## YOUR TASK
Set out the listing word for word. End with the line that contains "column 467, row 703".

## DATA FOR THIS EXERCISE
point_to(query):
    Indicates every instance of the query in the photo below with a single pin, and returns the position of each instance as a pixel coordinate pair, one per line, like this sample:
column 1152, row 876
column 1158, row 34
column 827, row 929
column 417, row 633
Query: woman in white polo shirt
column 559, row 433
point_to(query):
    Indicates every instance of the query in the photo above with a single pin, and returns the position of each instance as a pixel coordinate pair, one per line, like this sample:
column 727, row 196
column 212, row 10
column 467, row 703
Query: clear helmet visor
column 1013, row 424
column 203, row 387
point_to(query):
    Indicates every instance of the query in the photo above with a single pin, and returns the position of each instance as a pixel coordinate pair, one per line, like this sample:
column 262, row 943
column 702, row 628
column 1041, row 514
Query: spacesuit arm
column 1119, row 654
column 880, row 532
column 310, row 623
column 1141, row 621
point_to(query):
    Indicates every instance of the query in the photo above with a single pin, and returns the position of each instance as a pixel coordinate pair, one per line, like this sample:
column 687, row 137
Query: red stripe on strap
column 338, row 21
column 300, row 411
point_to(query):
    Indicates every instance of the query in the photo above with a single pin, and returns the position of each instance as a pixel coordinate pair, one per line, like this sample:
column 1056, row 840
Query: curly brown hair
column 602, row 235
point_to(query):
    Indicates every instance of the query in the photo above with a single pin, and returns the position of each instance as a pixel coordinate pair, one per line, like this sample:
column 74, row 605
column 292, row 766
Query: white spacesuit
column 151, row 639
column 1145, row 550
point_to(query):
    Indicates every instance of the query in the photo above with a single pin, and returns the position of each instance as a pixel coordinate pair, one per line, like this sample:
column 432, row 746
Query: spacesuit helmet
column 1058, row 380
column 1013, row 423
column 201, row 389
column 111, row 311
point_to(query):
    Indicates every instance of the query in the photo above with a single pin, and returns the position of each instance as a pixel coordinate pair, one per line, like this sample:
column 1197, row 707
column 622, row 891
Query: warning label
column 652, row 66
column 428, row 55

## SOLUTION FOR THIS PROBLEM
point_to(query):
    Indicates every instance of the query in the photo below with a single pin, and returns the position of each instance as a pixel coordinate pair, one per line, like this sample:
column 1152, row 876
column 1158, row 34
column 827, row 929
column 417, row 633
Query: woman in white polo shirt
column 559, row 433
point_to(query):
    Indicates every instance of the query in the photo above with a single pin, and returns the position of each instance as a pixel coordinate pair, one per line, like this sample:
column 727, row 196
column 212, row 10
column 467, row 703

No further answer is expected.